YOUR TASKS –
[1] In the Dockerfile article, which base image is offered as an example of combining a programming language with an operating system?
[2] Count the lines of the records that contain the word "floral" and give only that number.

SELECTED TEXT –
■ ■ ■

9 min read

Perfecting the Dockerfile

Perfecting the Dockerfile

There are plenty of Docker best practices articles out there, this is not one, exactly.. I will instead talk to maintainability, efficiency, and security covering best practices where relevant.

I've been using Docker for a couple of years now, it seems like a lifetime ago I'd jump into a new project and setup Vagrant.

Just like we had to perfect the Vagrantfile with its complicated network and volume sharing, so too does the Dockerfile present certain challenges (but we finally have nice shared networks and volumes).

What does a basic Dockerfile look like?

FROM python:2.7

ENV APP_ROOT=/usr/src/app

ADD requirements.txt .
RUN pip install -r requirements.txt

ADD ./src $APP_ROOT/src

CMD ["python", "command.py", "start"]

Looks simple enough, what can go wrong?

  • Basics; FROM, WORKDIR, ENV, ARG, and LABEL
  • Requiring file resources; side-effects of ADD
  • Reducing image size
    • Caching (layers)
    • Caching (combined commands)
    • Caching (optimisation)
    • Ignoring files
  • Change the executable; using ENTRYPOINT and CMD
  • Mapping volumes or mounts
  • Security
    • Root access prevention
    • Lateral movement
  • Monitoring; using HEALTHCHECK

That's a lot to cover.

Basics

The FROM keyword takes a base container and extends it with layer for your purpose.

A base is usually a operating system such as FROM ubuntu:17.10 but it is becoming more common to choose a combination of programming language and O/S FROM python:2.7-debian.

In the example Dockerfile we didn't have WORKDIR which is a useful basic and does what it says on the box, sets the containers following commands to be executed in the working directory defined WORKDIR /usr/src. When you start a session into a running container you will be in this directory.

Next we look at ENV which is a helpful tool when building a container but comes with side-effects.

FROM python:2.7
ENV APP_ROOT=/usr/src/app
ENV PG_MAJOR 9.3
ENV PG_VERSION 9.3.4

WORKDIR $APP_ROOT
RUN curl -SL http://example.com/postgres-$PG_VERSION.tar.xz | tar -xJC /usr/src/postgress && …
ENV PATH /usr/local/postgres-$PG_MAJOR/bin:$PATH

ADD requirements.txt .

■ ■ ■

DATA TO PROCESS –

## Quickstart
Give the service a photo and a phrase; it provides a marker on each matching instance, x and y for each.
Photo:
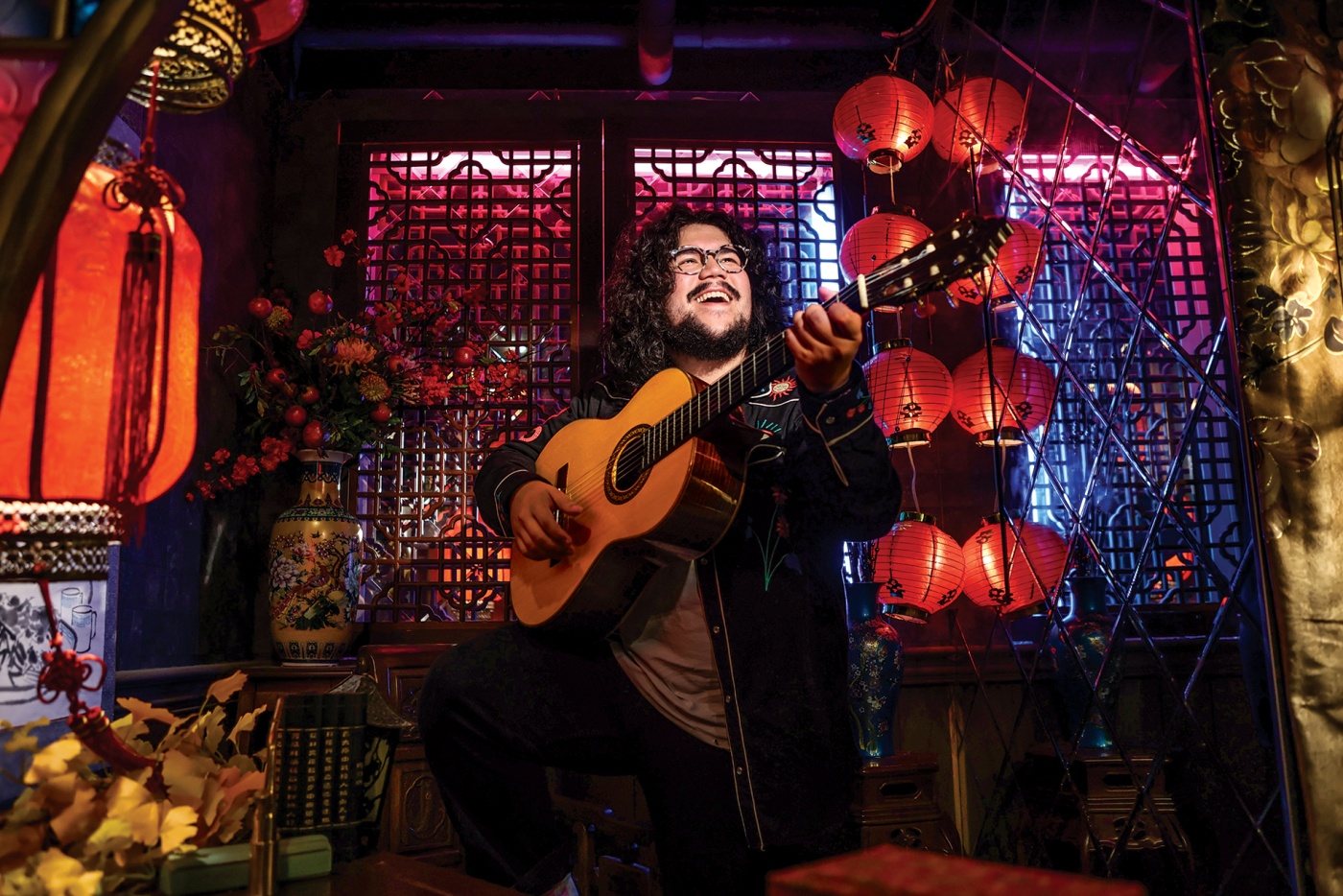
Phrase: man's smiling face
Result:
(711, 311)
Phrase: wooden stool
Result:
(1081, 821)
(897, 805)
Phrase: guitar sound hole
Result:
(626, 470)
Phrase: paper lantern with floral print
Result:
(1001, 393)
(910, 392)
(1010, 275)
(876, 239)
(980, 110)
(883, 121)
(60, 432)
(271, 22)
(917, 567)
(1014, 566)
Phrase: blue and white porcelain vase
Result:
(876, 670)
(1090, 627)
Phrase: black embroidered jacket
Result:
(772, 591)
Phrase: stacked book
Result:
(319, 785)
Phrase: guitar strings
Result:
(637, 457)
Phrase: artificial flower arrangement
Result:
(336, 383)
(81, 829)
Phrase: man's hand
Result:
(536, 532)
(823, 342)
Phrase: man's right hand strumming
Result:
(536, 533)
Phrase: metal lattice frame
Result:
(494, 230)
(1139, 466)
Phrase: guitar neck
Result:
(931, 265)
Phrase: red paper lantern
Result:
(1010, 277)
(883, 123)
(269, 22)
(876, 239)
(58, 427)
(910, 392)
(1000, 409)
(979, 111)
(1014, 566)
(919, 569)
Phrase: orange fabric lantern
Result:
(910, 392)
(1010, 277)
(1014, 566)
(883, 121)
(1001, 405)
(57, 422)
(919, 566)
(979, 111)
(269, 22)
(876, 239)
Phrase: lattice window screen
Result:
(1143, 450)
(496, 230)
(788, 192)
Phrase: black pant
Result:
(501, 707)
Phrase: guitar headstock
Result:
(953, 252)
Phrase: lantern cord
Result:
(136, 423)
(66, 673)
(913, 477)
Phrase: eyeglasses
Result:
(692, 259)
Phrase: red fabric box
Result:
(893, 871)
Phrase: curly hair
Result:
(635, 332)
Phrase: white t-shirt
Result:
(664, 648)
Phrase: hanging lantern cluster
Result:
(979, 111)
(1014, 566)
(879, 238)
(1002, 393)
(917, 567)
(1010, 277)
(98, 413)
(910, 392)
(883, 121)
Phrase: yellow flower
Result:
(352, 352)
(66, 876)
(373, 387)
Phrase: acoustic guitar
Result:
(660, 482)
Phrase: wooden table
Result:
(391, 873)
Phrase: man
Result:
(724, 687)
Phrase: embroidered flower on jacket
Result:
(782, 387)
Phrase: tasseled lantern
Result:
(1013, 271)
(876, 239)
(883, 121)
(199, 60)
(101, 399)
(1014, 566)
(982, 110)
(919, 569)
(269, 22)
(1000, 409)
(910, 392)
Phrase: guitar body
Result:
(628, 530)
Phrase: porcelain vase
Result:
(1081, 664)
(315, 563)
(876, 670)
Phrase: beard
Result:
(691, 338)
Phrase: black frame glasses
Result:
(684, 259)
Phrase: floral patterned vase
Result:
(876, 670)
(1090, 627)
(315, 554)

■ ■ ■

SOLVED TASKS –
[1] python:2.7-debian

[2] 2